SET EXERCISE 1: Transcribe the malic acid thread between "# MALIC ACID" and "a good choice????", inclusive.
SET EXERCISE 2: Pick up the malic acid thread where it stops and keep it going.
** Begin SOURCE EXTRACT **
# MALIC ACID IN APPLE WINE



## NorthernWinos (Oct 28, 2008)

I recall someplace that someone used Malic Acid instead of Acid Blend in an Apple wine...

Is this a good choice????
or........
Should I stick with the old faithful Acid Blend????


----------



## grapeman (Oct 28, 2008)

That depends on what you want to accomplish with it NW. If the apples are low in acid, malic acid could be a good choice. Apples are full of malic acid and that is what gives the tart ones their bite. Also if you find you went overboard with the malic acid, you could do a malo lactic fermentation on them to lower it later. You may remember me saying if I find I used to tart of apples, I have done MLF on the apple wine before.


Saying all that, if you are satisfied with your apple wines, why change what works?


----------



## NorthernWinos (Oct 28, 2008)

I didn't use it in the batches I mixed up today....The Apple Juice I steam extracted was from pretty tart apples....and, I only had one variety, so when I mixed the batch I added some frozen concentrate...I like adding that to Apple Wines.....It boosts the flavor and S.G.

I added Ascorbic acid to retain the color and found that boosted the acid reading, so didn't add any Acid Blend at this time.

I don't want to get into Malo Lactic Fermentation...I am not that well versed on it...so better not go there....
** End SOURCE EXTRACT **
** Begin DATA ENTRIES **
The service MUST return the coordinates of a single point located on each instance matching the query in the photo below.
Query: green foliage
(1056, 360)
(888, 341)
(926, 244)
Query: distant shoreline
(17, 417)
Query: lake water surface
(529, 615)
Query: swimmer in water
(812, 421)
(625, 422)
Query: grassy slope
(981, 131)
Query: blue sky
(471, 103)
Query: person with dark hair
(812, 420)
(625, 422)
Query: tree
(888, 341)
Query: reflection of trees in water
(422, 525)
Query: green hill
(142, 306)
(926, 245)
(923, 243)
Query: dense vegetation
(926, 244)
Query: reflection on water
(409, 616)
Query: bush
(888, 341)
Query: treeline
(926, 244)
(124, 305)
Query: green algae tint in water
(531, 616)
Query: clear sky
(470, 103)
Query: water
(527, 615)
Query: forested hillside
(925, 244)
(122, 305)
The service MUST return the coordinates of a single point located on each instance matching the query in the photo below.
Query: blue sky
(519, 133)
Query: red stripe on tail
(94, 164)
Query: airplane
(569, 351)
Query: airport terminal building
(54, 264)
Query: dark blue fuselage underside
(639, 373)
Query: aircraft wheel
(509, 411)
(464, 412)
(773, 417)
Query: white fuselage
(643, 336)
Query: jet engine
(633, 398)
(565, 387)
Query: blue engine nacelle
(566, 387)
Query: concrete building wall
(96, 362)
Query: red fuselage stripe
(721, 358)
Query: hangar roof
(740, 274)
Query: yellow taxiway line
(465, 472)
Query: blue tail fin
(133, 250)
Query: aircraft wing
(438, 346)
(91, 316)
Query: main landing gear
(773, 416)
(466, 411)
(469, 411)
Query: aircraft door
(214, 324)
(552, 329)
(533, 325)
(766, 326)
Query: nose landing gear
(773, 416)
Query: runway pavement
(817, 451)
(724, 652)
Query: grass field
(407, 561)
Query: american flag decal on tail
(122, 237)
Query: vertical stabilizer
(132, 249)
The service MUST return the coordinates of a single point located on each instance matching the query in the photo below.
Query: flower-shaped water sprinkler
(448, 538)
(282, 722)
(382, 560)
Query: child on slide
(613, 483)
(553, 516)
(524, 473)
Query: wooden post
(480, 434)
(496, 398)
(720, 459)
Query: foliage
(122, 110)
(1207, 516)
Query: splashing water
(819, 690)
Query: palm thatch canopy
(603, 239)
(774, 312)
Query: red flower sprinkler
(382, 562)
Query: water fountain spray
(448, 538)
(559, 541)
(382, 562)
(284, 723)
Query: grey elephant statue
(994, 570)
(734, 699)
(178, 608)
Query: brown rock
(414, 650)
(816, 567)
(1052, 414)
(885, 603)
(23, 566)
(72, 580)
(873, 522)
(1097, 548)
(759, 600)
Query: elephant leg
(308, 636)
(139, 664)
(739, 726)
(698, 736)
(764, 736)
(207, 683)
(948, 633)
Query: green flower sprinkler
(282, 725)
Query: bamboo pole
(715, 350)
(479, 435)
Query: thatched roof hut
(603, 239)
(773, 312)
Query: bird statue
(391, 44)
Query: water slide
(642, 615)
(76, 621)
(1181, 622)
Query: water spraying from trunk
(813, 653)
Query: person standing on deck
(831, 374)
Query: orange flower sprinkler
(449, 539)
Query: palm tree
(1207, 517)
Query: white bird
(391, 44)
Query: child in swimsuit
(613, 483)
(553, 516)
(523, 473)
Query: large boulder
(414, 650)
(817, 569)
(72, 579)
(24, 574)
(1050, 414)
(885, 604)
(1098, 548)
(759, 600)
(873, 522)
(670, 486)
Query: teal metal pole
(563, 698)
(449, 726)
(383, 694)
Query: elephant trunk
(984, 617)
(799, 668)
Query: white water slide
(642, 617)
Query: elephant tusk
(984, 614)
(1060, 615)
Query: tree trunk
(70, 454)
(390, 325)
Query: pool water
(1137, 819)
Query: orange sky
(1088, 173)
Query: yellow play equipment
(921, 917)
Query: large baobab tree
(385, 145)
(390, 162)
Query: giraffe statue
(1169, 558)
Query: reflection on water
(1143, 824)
** End DATA ENTRIES **
REPLY 1:
# MALIC ACID IN APPLE WINE



## NorthernWinos (Oct 28, 2008)

I recall someplace that someone used Malic Acid instead of Acid Blend in an Apple wine...

Is this a good choice????

REPLY 2:
I have had a secondary fermentation on some Apple Cider once...It was really fizzy in the carboy after it had cleared....couldn't even rack it...The fizz was going up the siphon hose faster than it was racking...Never saw anything like that before. Thought of bottling it at that point as we wanted carbonated Cider....but just waited it out.

So, sticking with what I have done before.

Thanks for your input....


----------



## malicacid (Sep 11, 2016)

it is ok, malic acid used as acidulent in food industry, also can used in wine


----------



## salcoco (Sep 12, 2016)

I am not a supporter of using acid blend in any wine fruit or grape. it is best to use malic acid in apple wine as it is the predominate acid. Commercial wine regulations from the feds restrict use of any other than malic to apple. Citric acid should be used only for berry wines and tartaric for all others. again regs by the feds.


----------



## grapeman (Sep 12, 2016)

Guys this post is 8 years old and since the poster is not commercial (or even alive) it doesn't matter if it is or isn't approved by the feds?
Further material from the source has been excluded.